* [Problem requirements] Can you output every line of the listing below without changing anything?

Dataset records:
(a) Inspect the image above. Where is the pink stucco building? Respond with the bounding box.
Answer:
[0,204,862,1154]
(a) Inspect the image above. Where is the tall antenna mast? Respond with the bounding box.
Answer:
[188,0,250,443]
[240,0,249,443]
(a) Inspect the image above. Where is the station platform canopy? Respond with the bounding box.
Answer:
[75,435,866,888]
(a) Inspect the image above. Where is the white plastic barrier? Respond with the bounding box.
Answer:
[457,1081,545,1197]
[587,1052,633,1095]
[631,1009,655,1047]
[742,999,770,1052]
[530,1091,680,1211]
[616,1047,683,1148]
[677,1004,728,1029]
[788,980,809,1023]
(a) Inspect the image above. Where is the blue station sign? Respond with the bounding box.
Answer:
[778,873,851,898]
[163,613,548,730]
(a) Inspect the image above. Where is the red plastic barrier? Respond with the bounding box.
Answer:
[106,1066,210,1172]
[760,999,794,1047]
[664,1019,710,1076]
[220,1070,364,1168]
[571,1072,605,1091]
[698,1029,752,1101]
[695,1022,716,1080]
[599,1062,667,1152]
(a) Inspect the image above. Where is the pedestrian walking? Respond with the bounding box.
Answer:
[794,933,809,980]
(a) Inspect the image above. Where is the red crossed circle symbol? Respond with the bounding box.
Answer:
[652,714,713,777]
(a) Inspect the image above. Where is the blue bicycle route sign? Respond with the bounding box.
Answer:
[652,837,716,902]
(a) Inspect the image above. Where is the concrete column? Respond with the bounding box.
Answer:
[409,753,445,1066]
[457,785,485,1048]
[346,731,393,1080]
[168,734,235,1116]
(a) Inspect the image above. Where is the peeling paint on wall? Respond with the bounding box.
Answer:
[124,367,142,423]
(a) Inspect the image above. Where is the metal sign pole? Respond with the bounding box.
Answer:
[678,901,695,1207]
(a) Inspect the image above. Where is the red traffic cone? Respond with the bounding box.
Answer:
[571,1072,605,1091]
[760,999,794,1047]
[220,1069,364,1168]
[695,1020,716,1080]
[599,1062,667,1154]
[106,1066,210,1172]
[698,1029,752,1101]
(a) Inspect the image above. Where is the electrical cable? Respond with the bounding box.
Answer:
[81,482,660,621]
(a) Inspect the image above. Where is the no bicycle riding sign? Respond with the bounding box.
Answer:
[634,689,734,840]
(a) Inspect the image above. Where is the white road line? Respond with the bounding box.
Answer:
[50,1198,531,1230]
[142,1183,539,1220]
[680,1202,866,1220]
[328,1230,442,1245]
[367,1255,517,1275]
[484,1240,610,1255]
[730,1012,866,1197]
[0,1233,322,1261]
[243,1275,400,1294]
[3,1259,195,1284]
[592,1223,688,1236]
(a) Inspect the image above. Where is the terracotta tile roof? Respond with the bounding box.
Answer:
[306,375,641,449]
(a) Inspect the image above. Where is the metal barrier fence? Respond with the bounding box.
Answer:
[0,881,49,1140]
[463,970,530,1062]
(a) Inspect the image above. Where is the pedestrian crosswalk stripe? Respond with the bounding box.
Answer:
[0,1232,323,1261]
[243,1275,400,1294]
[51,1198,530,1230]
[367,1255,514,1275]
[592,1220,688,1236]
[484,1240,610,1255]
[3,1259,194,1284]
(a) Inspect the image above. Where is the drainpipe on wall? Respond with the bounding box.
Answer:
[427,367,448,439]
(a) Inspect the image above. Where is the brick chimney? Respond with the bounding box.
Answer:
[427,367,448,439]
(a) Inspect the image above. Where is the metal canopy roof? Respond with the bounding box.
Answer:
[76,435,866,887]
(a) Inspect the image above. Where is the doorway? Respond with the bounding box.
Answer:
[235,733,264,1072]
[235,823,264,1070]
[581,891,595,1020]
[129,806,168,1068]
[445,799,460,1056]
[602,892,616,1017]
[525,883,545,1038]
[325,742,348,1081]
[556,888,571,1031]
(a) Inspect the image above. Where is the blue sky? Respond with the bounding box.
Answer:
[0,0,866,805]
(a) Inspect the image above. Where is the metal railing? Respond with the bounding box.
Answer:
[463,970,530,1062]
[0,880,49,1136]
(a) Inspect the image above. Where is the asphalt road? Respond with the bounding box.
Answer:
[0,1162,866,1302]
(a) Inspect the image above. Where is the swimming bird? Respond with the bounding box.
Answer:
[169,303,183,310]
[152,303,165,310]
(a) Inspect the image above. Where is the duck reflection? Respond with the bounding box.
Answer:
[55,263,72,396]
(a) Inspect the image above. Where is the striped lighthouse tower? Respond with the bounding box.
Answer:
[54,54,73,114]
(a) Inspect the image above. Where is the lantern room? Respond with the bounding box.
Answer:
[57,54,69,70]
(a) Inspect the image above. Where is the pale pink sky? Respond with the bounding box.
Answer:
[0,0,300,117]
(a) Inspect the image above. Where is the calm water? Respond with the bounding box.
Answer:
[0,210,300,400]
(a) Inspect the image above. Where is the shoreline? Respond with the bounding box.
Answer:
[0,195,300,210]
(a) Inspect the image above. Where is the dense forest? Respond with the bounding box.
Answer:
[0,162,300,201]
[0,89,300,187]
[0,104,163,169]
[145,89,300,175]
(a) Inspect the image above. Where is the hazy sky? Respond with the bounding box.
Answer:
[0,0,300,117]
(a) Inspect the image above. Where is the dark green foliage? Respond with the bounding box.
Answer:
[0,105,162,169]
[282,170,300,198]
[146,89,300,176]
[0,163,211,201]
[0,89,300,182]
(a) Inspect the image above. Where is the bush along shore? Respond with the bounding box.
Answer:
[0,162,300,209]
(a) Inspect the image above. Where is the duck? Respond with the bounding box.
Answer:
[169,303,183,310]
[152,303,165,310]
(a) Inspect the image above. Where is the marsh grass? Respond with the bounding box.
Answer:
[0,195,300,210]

* [Expected output]
(a) Inspect the image above. Where is the pink stucco building? Respond with the bounding box.
Answer:
[0,204,862,1154]
(a) Inspect the image above. Where is the tall antenna mast? Respond with the bounding box.
Answer:
[188,0,250,443]
[240,0,249,443]
(a) Inspect the image above. Where is the station platform canopy? Respond with the bounding box.
Answer:
[75,435,866,888]
(a) Inspect the image above. Where is the white plastic barrier? Respond with the bounding box.
Answer:
[457,1081,545,1197]
[587,1052,633,1095]
[631,1009,655,1047]
[742,999,770,1052]
[530,1091,680,1211]
[616,1047,683,1148]
[677,1004,728,1029]
[788,980,809,1023]
(a) Inspect the image above. Where is the blue station sign? Respond with the bounding box.
Answer:
[778,873,851,898]
[163,613,548,730]
(a) Inspect the image above. Where is the red plastic barrier? Respond with the bounding box.
Answer:
[106,1066,210,1172]
[760,999,794,1047]
[664,1019,710,1076]
[220,1070,364,1168]
[571,1072,605,1091]
[698,1029,752,1101]
[695,1022,716,1080]
[599,1062,667,1152]
(a) Inspect the image above. Where is the pedestrian walking? Respond with the bounding box.
Answer:
[794,933,809,980]
(a) Inspect the image above. Where is the red crossed circle symbol? Respond with the bounding box.
Answer:
[652,714,713,777]
(a) Inspect the image above. Where is the blue bicycle route sign? Respond with the bounding box.
Answer:
[652,837,716,902]
(a) Inspect the image above. Where is the concrete column? Respond with the bounding box.
Answer:
[409,753,445,1066]
[457,785,485,1048]
[346,731,393,1080]
[168,734,235,1116]
(a) Inspect the image above. Where is the peeling paint on wall? Respond with the bounding box.
Answer:
[124,367,142,423]
(a) Inspect the image above. Where is the metal sign pole? Respond with the bounding box.
Answer:
[678,901,695,1207]
(a) Inspect the image above. Where is the red traffic cone? Respond with the bounding box.
Answer:
[571,1072,605,1091]
[760,999,794,1047]
[220,1069,364,1168]
[695,1020,716,1080]
[599,1062,667,1154]
[106,1066,210,1172]
[698,1029,752,1101]
(a) Inspect the image above. Where is the electrical cable? Respond with the bounding box.
Answer:
[81,482,660,621]
(a) Inspect the image above. Where is the no bicycle riding sign? Respond with the bounding box.
Answer:
[634,689,734,840]
(a) Inspect the image above. Where is the white road line? Respond with the bounding box.
Answer:
[50,1198,531,1230]
[142,1183,539,1220]
[680,1202,866,1220]
[328,1230,442,1245]
[367,1255,517,1275]
[484,1240,610,1255]
[730,1012,866,1197]
[0,1233,322,1261]
[243,1275,400,1294]
[3,1259,195,1284]
[592,1223,688,1236]
(a) Inspect the image above. Where is the terracotta tile roof? Respond with the bounding box.
Answer:
[306,375,641,449]
(a) Inspect the image above. Where is the metal barrier fence? Respond with the bounding box.
Answer:
[0,881,49,1140]
[463,970,530,1062]
(a) Inspect the image above. Where is the pedestrian crosswalk stripe? Respond with the bounding box.
Answer:
[0,1232,323,1261]
[243,1275,400,1294]
[51,1198,530,1230]
[367,1255,514,1275]
[592,1220,688,1236]
[484,1240,610,1255]
[3,1259,194,1284]
(a) Inspect the image above. Where is the drainpipe on wall? Respond with the bounding box.
Answer:
[427,367,448,439]
(a) Inspect the image above. Where is the brick chimney? Respond with the bounding box.
Answer:
[427,367,448,439]
(a) Inspect the image above. Where is the metal canopy roof? Respond with the bounding box.
Answer:
[76,435,866,887]
(a) Inspect the image above. Where is the doorway? Respond with the bounding box.
Answer:
[235,733,264,1072]
[235,823,264,1070]
[581,891,595,1020]
[129,806,168,1068]
[445,799,460,1056]
[602,892,616,1017]
[525,883,545,1038]
[325,742,348,1081]
[556,888,571,1031]
(a) Inspect the image above. Where is the blue sky? Respond with the bounding box.
Answer:
[0,0,866,805]
(a) Inspect the image above. Where is the metal railing? Respond with the bounding box.
Answer:
[463,970,530,1062]
[0,880,49,1136]
(a) Inspect the image above. Where is the asphalt road? Respond with the bounding box.
Answer:
[0,1162,866,1302]
(a) Inspect the image above. Where is the swimming bird? Respond with the bounding box.
Answer:
[169,303,183,310]
[152,303,165,310]
(a) Inspect the image above. Where is the duck reflection? Respond with the bounding box.
Answer:
[55,263,72,396]
(a) Inspect the image above. Where is the striped lighthouse tower? Respond with the bounding box.
Answer:
[54,54,73,114]
(a) Inspect the image above. Where is the lantern room? Respond with the bounding box.
Answer:
[57,54,69,70]
(a) Inspect the image above. Where is the pale pink sky? Respond with the bounding box.
Answer:
[0,0,300,117]
(a) Inspect the image above. Where is the calm water? Respond with the bounding box.
Answer:
[0,210,300,400]
(a) Inspect the image above. Where is the shoreline? Respond with the bounding box.
Answer:
[0,195,300,210]
(a) Inspect the image above. Where is the dense forest? Respond with the bounding box.
Answer:
[0,162,300,201]
[0,89,300,187]
[0,104,163,169]
[145,89,300,175]
(a) Inspect the image above. Where is the hazy sky? Respond with the bounding box.
Answer:
[0,0,300,117]
(a) Inspect the image above. Where is the dark green foliage? Respond with the bounding box.
Answer:
[0,105,162,169]
[282,170,300,198]
[146,89,300,176]
[0,163,211,201]
[0,89,300,182]
(a) Inspect the image above. Where is the bush along shore? Respond with the bounding box.
Answer:
[0,162,300,209]
(a) Inspect the image above. Where is the duck? Respond with the bounding box.
Answer:
[169,303,183,310]
[152,303,165,310]
(a) Inspect the image above. Where is the marsh grass? Respond with the bounding box.
Answer:
[0,195,300,210]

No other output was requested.